## Work task
Give back every record word for word, but keep the pictures out.
*** Raw data Section Begins ***
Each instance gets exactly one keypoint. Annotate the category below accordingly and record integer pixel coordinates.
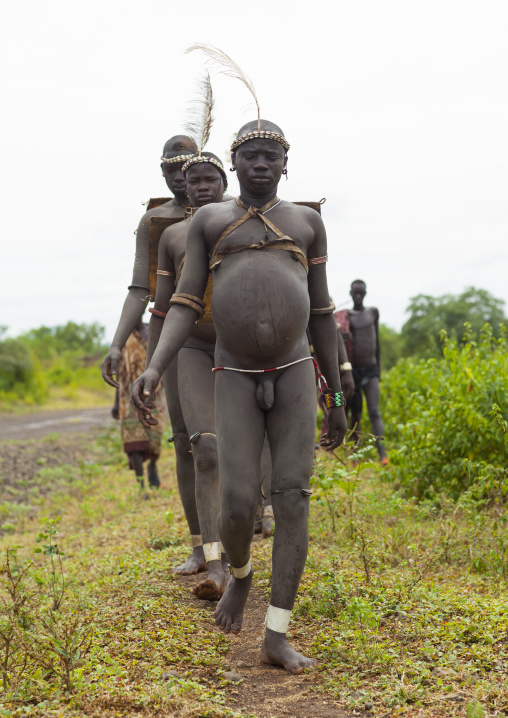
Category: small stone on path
(232, 676)
(170, 674)
(457, 697)
(243, 664)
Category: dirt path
(42, 423)
(267, 691)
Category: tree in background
(391, 344)
(66, 357)
(15, 363)
(71, 339)
(430, 315)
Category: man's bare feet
(213, 587)
(194, 564)
(229, 612)
(277, 651)
(268, 526)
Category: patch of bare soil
(266, 691)
(33, 468)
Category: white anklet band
(241, 572)
(212, 551)
(277, 619)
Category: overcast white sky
(396, 111)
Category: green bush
(438, 413)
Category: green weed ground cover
(403, 604)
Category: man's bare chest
(257, 230)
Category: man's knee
(290, 507)
(205, 451)
(183, 448)
(238, 508)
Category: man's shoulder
(302, 211)
(167, 209)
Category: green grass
(404, 605)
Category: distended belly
(260, 304)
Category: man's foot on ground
(153, 476)
(213, 587)
(194, 564)
(229, 612)
(277, 652)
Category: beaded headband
(198, 159)
(261, 135)
(177, 159)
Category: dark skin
(261, 302)
(133, 309)
(135, 302)
(364, 323)
(136, 457)
(196, 382)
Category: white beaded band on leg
(277, 619)
(212, 551)
(242, 571)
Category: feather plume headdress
(179, 149)
(227, 66)
(199, 126)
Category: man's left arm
(323, 332)
(378, 347)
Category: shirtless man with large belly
(259, 249)
(206, 183)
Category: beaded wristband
(335, 399)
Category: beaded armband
(335, 399)
(324, 310)
(188, 300)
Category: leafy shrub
(439, 413)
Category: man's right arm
(180, 320)
(134, 305)
(164, 292)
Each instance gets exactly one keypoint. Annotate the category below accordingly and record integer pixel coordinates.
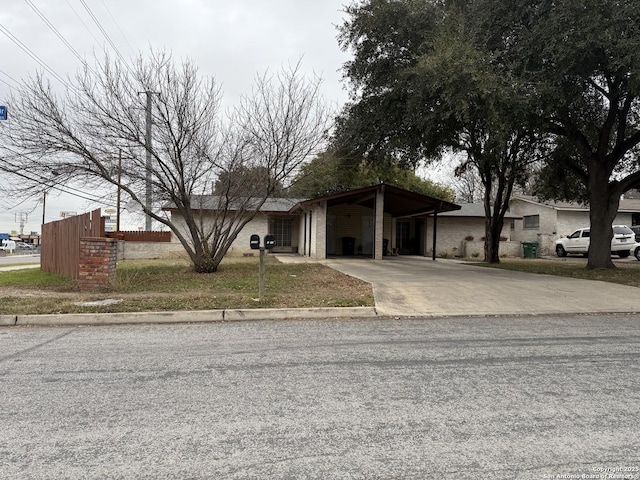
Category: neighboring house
(462, 232)
(371, 221)
(274, 218)
(545, 222)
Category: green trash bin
(530, 249)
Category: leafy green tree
(248, 181)
(581, 61)
(82, 134)
(421, 87)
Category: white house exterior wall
(452, 232)
(319, 232)
(348, 223)
(547, 216)
(554, 223)
(240, 246)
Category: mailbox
(254, 242)
(269, 242)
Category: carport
(370, 218)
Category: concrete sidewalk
(408, 286)
(417, 286)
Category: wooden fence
(60, 251)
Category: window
(402, 234)
(531, 221)
(280, 228)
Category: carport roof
(397, 201)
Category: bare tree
(82, 135)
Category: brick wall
(97, 267)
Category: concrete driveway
(418, 286)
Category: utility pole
(148, 191)
(44, 206)
(21, 218)
(118, 195)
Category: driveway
(418, 286)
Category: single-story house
(371, 221)
(546, 221)
(461, 232)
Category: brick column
(97, 267)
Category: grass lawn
(164, 285)
(627, 273)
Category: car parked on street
(578, 242)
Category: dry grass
(171, 285)
(626, 273)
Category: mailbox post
(254, 243)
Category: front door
(368, 233)
(331, 234)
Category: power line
(104, 32)
(28, 51)
(10, 77)
(57, 32)
(82, 21)
(118, 27)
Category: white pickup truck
(9, 245)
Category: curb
(195, 316)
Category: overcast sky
(233, 40)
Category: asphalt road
(480, 398)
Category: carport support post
(435, 233)
(379, 224)
(261, 283)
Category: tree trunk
(604, 203)
(492, 230)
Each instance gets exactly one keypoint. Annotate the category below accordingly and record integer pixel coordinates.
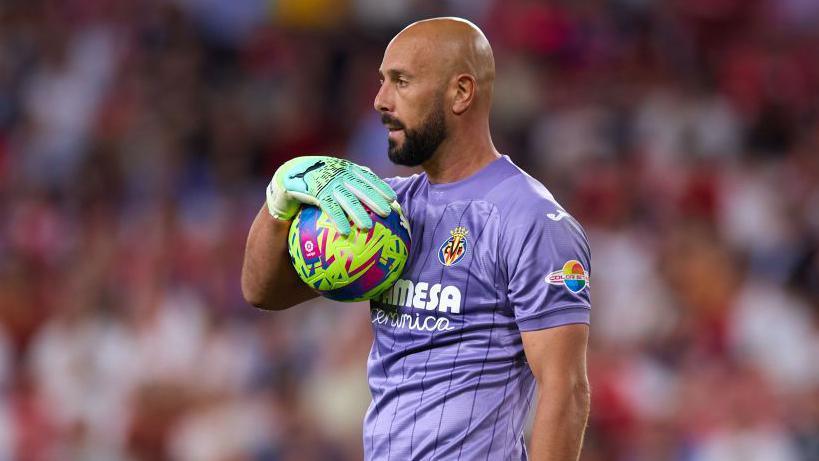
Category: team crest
(454, 249)
(573, 276)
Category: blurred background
(137, 137)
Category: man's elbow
(580, 396)
(256, 297)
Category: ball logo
(573, 276)
(454, 249)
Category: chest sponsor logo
(454, 249)
(422, 295)
(573, 276)
(423, 298)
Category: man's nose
(383, 101)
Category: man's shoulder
(521, 195)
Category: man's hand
(337, 186)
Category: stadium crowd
(136, 139)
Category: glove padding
(335, 185)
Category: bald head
(436, 87)
(452, 45)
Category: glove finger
(352, 206)
(334, 210)
(366, 175)
(369, 196)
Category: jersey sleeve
(548, 264)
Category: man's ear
(465, 91)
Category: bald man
(490, 317)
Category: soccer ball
(348, 268)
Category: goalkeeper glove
(335, 185)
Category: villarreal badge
(573, 276)
(454, 249)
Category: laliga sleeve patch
(573, 276)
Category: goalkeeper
(497, 291)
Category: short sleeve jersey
(492, 255)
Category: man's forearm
(268, 281)
(560, 421)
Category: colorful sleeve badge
(573, 276)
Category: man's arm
(268, 280)
(557, 357)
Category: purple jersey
(492, 255)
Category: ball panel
(355, 267)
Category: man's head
(436, 80)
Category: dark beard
(420, 144)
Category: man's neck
(456, 160)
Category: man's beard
(419, 144)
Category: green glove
(335, 185)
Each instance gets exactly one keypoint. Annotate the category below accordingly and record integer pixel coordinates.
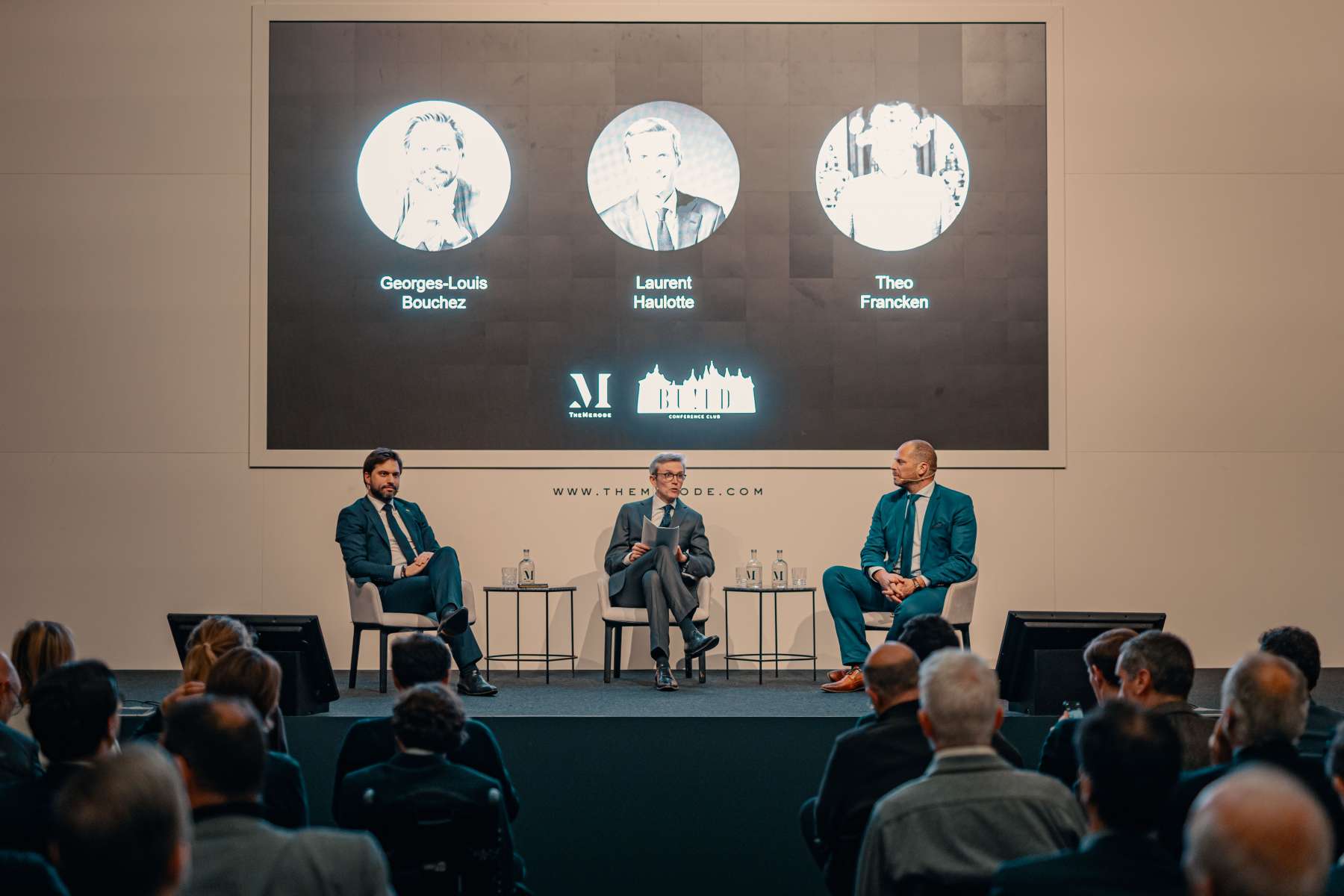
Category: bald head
(1257, 832)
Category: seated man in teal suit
(390, 543)
(921, 541)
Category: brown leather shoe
(851, 682)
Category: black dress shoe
(473, 684)
(453, 623)
(663, 677)
(700, 644)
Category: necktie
(907, 541)
(665, 234)
(402, 541)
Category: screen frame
(841, 11)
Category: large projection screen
(500, 240)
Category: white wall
(1203, 147)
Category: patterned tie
(665, 234)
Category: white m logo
(588, 394)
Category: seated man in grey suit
(389, 541)
(658, 215)
(221, 751)
(971, 812)
(660, 579)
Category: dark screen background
(776, 287)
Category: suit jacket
(957, 824)
(370, 742)
(1276, 753)
(18, 756)
(363, 539)
(629, 529)
(947, 543)
(1110, 864)
(697, 218)
(235, 852)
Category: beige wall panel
(1226, 544)
(1203, 314)
(1203, 87)
(109, 543)
(124, 319)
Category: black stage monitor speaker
(308, 684)
(1041, 657)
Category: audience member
(18, 751)
(1129, 762)
(1156, 671)
(73, 711)
(1263, 715)
(428, 722)
(972, 810)
(221, 753)
(1058, 756)
(38, 648)
(250, 675)
(1298, 647)
(421, 659)
(121, 827)
(929, 633)
(1257, 833)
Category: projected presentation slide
(611, 235)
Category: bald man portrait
(921, 541)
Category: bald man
(921, 541)
(1257, 832)
(18, 751)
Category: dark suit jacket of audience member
(26, 809)
(1113, 864)
(370, 742)
(18, 756)
(867, 762)
(1280, 754)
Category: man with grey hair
(1257, 833)
(658, 578)
(972, 810)
(658, 215)
(1263, 715)
(921, 541)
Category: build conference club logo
(705, 395)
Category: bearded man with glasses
(662, 579)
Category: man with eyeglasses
(658, 578)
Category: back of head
(429, 716)
(1257, 832)
(73, 709)
(210, 640)
(1171, 665)
(927, 633)
(221, 739)
(122, 820)
(40, 648)
(1132, 761)
(1298, 647)
(420, 659)
(960, 695)
(246, 673)
(1268, 699)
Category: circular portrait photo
(663, 176)
(894, 176)
(433, 175)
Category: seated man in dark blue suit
(921, 541)
(389, 541)
(1129, 761)
(420, 659)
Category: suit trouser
(851, 593)
(438, 590)
(656, 582)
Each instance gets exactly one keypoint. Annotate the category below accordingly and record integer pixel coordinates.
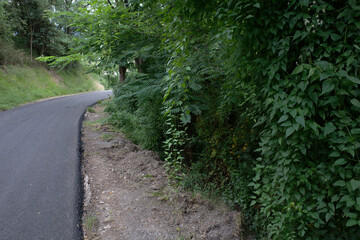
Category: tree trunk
*** Raw data Section Ends ***
## Result of the task
Each instance gets exactly one keypoint. Annotate the category below accordingly and record integer pixel coordinates.
Category: small stone on path
(232, 676)
(170, 674)
(457, 697)
(243, 664)
Category: dirt path
(42, 423)
(267, 691)
Category: tree in background
(391, 344)
(66, 357)
(15, 363)
(71, 339)
(430, 315)
Category: man's bare feet
(213, 587)
(194, 564)
(229, 612)
(277, 651)
(268, 526)
Category: patch of bare soil
(266, 691)
(33, 468)
Category: white anklet band
(241, 572)
(212, 551)
(277, 619)
Category: overcast white sky
(396, 111)
Category: green bush
(438, 413)
Category: green weed ground cover
(403, 604)
Category: man's bare chest
(257, 230)
Category: man's knee
(290, 507)
(205, 451)
(183, 448)
(238, 508)
Category: man's shoulder
(302, 211)
(167, 209)
Category: green grass
(404, 605)
Category: distended belly
(260, 304)
Category: man's foot on ground
(153, 476)
(213, 587)
(194, 564)
(229, 612)
(277, 652)
Category: beaded headband
(198, 159)
(261, 135)
(177, 159)
Category: dark skin
(261, 302)
(133, 309)
(135, 302)
(364, 323)
(136, 457)
(196, 382)
Category: white beaded band on leg
(277, 619)
(212, 551)
(242, 571)
Category: feather plume headdress
(179, 149)
(227, 66)
(199, 126)
Category: man's left arm
(323, 332)
(378, 347)
Category: shirtless man with large belly
(259, 249)
(206, 183)
Category: beaded wristband
(335, 399)
Category: beaded armband
(335, 399)
(324, 310)
(188, 300)
Category: leafy shrub
(439, 413)
Category: man's right arm
(180, 320)
(134, 305)
(164, 292)
Each instance gets exactly one keypoint. Annotate the category below accordingly and record integer pixel coordinates.
Category: neighboring house
(462, 232)
(371, 221)
(274, 218)
(545, 222)
Category: green trash bin
(530, 249)
Category: leafy green tree
(248, 181)
(581, 61)
(82, 134)
(421, 87)
Category: white house exterior wall
(452, 232)
(319, 232)
(348, 223)
(547, 216)
(554, 223)
(240, 246)
Category: mailbox
(254, 242)
(269, 242)
Category: carport
(370, 218)
Category: concrete sidewalk
(408, 286)
(417, 286)
Category: wooden fence
(60, 251)
Category: window
(402, 234)
(531, 221)
(280, 228)
Category: carport roof
(397, 201)
Category: bare tree
(82, 135)
Category: brick wall
(97, 267)
Category: concrete driveway
(418, 286)
Category: utility pole
(148, 191)
(44, 206)
(21, 218)
(118, 195)
Category: driveway
(418, 286)
Category: single-story house
(371, 221)
(546, 221)
(461, 232)
Category: brick column
(97, 267)
Category: grass lawn
(164, 285)
(627, 273)
Category: car parked on street
(578, 242)
Category: dry grass
(171, 285)
(626, 273)
Category: mailbox post
(254, 243)
Category: front door
(368, 233)
(331, 234)
Category: power line
(104, 32)
(28, 51)
(10, 77)
(57, 32)
(82, 21)
(118, 27)
Category: white pickup truck
(9, 245)
Category: curb
(195, 316)
Category: overcast sky
(233, 40)
Category: asphalt road
(480, 398)
Category: carport support post
(435, 233)
(379, 224)
(261, 283)
Category: tree trunk
(604, 203)
(492, 230)
Each instance gets exactly one keypoint. Annotate the category below accordingly and record integer pixel coordinates.
Category: team crest
(454, 249)
(573, 276)
Category: blurred background
(137, 137)
Category: man's elbow
(580, 396)
(256, 297)
Category: ball logo
(573, 276)
(454, 249)
Category: chest sponsor logo
(454, 249)
(422, 295)
(573, 276)
(423, 298)
Category: man's nose
(383, 101)
Category: man's shoulder
(521, 195)
Category: man's hand
(337, 186)
Category: stadium crowd
(136, 139)
Category: glove padding
(335, 185)
Category: bald head
(436, 87)
(452, 45)
Category: glove finger
(352, 206)
(334, 210)
(366, 175)
(369, 196)
Category: jersey sleeve
(548, 264)
Category: man's ear
(465, 91)
Category: bald man
(490, 317)
Category: soccer ball
(348, 268)
Category: goalkeeper glove
(335, 185)
Category: villarreal badge
(573, 276)
(454, 249)
Category: laliga sleeve patch
(573, 276)
Category: goalkeeper
(497, 291)
Category: short sleeve jersey
(492, 255)
Category: man's forearm
(268, 281)
(560, 421)
Category: colorful sleeve badge
(573, 276)
Category: man's arm
(268, 280)
(557, 357)
Category: purple jersey
(492, 255)
Category: ball panel
(355, 267)
Category: man's head
(436, 80)
Category: dark beard
(420, 144)
Category: man's neck
(456, 160)
Category: man's beard
(419, 144)
Category: green glove
(335, 185)
Each instance gets exactly one keypoint. Annotate the category below accordingly and record integer pixel coordinates.
Category: bald head
(1257, 832)
Category: seated man in teal suit
(390, 543)
(921, 541)
Category: brown leather shoe
(851, 682)
Category: black dress shoe
(473, 684)
(453, 623)
(663, 677)
(700, 644)
Category: necktie
(907, 541)
(665, 234)
(402, 541)
Category: screen frame
(841, 11)
Category: large projection screen
(500, 240)
Category: white wall
(1203, 147)
Category: patterned tie
(665, 234)
Category: white m logo
(588, 394)
Category: seated man in grey suit
(389, 541)
(658, 215)
(221, 751)
(971, 812)
(660, 579)
Category: dark screen background
(776, 287)
Category: suit jacket
(957, 824)
(370, 742)
(1276, 753)
(18, 756)
(363, 539)
(629, 529)
(947, 543)
(1110, 864)
(697, 218)
(235, 852)
Category: beige wall panel
(1226, 544)
(1203, 314)
(1203, 87)
(109, 543)
(124, 319)
Category: black stage monitor speaker
(308, 684)
(1041, 657)
Category: audience member
(18, 751)
(1129, 762)
(1156, 671)
(73, 711)
(1263, 715)
(428, 722)
(972, 810)
(221, 753)
(1058, 756)
(38, 648)
(250, 675)
(1298, 647)
(421, 659)
(121, 827)
(929, 633)
(1257, 833)
Category: projected presentation slide
(611, 235)
Category: bald man portrait
(921, 541)
Category: bald man
(921, 541)
(1257, 832)
(18, 751)
Category: dark suit jacket of audience member
(26, 809)
(1113, 864)
(370, 742)
(18, 756)
(867, 762)
(1280, 754)
Category: man with grey hair
(1257, 833)
(658, 578)
(972, 810)
(658, 215)
(1263, 715)
(921, 541)
Category: build conference club logo
(705, 395)
Category: bearded man with glasses
(662, 579)
Category: man with eyeglasses
(658, 578)
Category: back of head
(429, 716)
(1257, 832)
(73, 709)
(210, 640)
(1171, 665)
(927, 633)
(221, 739)
(122, 820)
(40, 648)
(1132, 761)
(1298, 647)
(420, 659)
(960, 695)
(246, 673)
(1268, 699)
Category: circular portrait photo
(663, 176)
(894, 176)
(433, 175)
Category: seated man in dark blue suit
(921, 541)
(389, 541)
(1129, 761)
(420, 659)
Category: suit trouser
(851, 593)
(438, 590)
(656, 582)
Each instance gets exactly one keypoint. Annotate the category below accordingly and record integer pixel coordinates.
Category: tree trunk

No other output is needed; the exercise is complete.